> _Goal A_:
Return, word for word, the part of the ORC schema evolution thread from "Thank you for" to "Schema Evolution (Upcasting).".

> _Page text_:
Git Product home page Git Product logo

Comments (6)

dongjoon-hyun avatar dongjoon-hyun commented on July 25, 2024 1

Since there is a recommended way, I'll close this Q&A issue. We can still continue to discuss on this thread, @sinkinben .

from orc.

dongjoon-hyun avatar dongjoon-hyun commented on July 25, 2024 1

Thank you for sharing the background. I know spark-rapids. However, reading ORC files is different from trying to schema evolution like String-to-Decimal.

And I am working on a feature, that is to support reading ORC file as an cuDF (CUDA DataFrame). cuDF is an in-memory data-format of GPU.

IMO, you don't need to follow any behaviors on Schema Evolution. It has been never robust nor fast. Not only in ORC, it's generally not good in other data formats too.

from orc.

dongjoon-hyun avatar dongjoon-hyun commented on July 25, 2024

Hi, @sinkinben . You are trying Schema Evolution (Upcasting).

Both Apache Spark and ORC community recommend to use explicit SQL CAST method instead of depending on data source's Schema Evolution. There are three reasons.

  • First of all, if you use explicit CAST syntax, you will get the expected result.
scala> sql("select cast('2022-01-32' as DATE)").show()
+------------------------+
|CAST(2022-01-32 AS DATE)|
+------------------------+
|                    null|
+------------------------+


scala> sql("select cast('9808-02-30' as DATE)").show()
+------------------------+
|CAST(9808-02-30 AS DATE)|
+------------------------+
|                    null|
+------------------------+


scala> sql("select cast('2022-06-31' as DATE)").show()
+------------------------+
|CAST(2022-06-31 AS DATE)|
+------------------------+
|                    null|
+------------------------+
  • Second, Spark provides many data sources like CSV/Avro/Parquet/ORC. A data source's schema evolution capability is heterogeneous from each others. In other words, you cannot expect a consistent result when you change the file-based data source format. You will get different results from other data sources like Parquet. FYI, Apache Spark community has a test coverage for that feature parity issue and has been tracking it.

> _Goal B_:
Retype the whole listing below without changing anything, line by line.

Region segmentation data
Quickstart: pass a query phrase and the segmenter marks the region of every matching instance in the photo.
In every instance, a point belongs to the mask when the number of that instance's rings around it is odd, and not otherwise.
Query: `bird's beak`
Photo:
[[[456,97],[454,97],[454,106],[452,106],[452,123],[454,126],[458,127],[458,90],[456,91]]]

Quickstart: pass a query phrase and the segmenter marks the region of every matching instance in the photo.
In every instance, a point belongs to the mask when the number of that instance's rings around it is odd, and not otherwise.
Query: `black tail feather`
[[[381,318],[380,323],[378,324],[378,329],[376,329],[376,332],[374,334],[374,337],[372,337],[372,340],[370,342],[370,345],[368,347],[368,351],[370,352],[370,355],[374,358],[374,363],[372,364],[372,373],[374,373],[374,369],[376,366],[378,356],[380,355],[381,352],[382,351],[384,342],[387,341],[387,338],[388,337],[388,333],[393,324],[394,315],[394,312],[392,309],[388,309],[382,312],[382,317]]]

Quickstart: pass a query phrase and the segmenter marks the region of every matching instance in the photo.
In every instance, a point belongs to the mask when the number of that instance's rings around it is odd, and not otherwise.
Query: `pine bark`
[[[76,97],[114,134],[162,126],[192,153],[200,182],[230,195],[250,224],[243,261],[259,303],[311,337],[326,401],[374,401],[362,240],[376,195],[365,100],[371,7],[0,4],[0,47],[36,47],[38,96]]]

> _Task result A_:
Thank you for sharing the background. I know spark-rapids. However, reading ORC files is different from trying to schema evolution like String-to-Decimal.

And I am working on a feature, that is to support reading ORC file as an cuDF (CUDA DataFrame). cuDF is an in-memory data-format of GPU.

IMO, you don't need to follow any behaviors on Schema Evolution. It has been never robust nor fast. Not only in ORC, it's generally not good in other data formats too.

from orc.

dongjoon-hyun avatar dongjoon-hyun commented on July 25, 2024

Hi, @sinkinben . You are trying Schema Evolution (Upcasting).

> _Task result B_:
Quickstart: pass a query phrase and the segmenter marks the region of every matching instance in the photo.
In every instance, a point belongs to the mask when the number of that instance's rings around it is odd, and not otherwise.
Query: `bird's beak`
Photo:
[[[456,97],[454,97],[454,106],[452,106],[452,123],[454,126],[458,127],[458,90],[456,91]]]

Quickstart: pass a query phrase and the segmenter marks the region of every matching instance in the photo.
In every instance, a point belongs to the mask when the number of that instance's rings around it is odd, and not otherwise.
Query: `black tail feather`
[[[381,318],[380,323],[378,324],[378,329],[376,329],[376,332],[374,334],[374,337],[372,337],[372,340],[370,342],[370,345],[368,347],[368,351],[370,352],[370,355],[374,358],[374,363],[372,364],[372,373],[374,373],[374,369],[376,366],[378,356],[380,355],[381,352],[382,351],[384,342],[387,341],[387,338],[388,337],[388,333],[393,324],[394,315],[394,312],[392,309],[388,309],[382,312],[382,317]]]

Quickstart: pass a query phrase and the segmenter marks the region of every matching instance in the photo.
In every instance, a point belongs to the mask when the number of that instance's rings around it is odd, and not otherwise.
Query: `pine bark`
[[[76,97],[114,134],[162,126],[192,153],[200,182],[230,195],[250,224],[243,261],[259,303],[311,337],[326,401],[374,401],[362,240],[376,195],[365,100],[371,7],[0,4],[0,47],[36,47],[38,96]]]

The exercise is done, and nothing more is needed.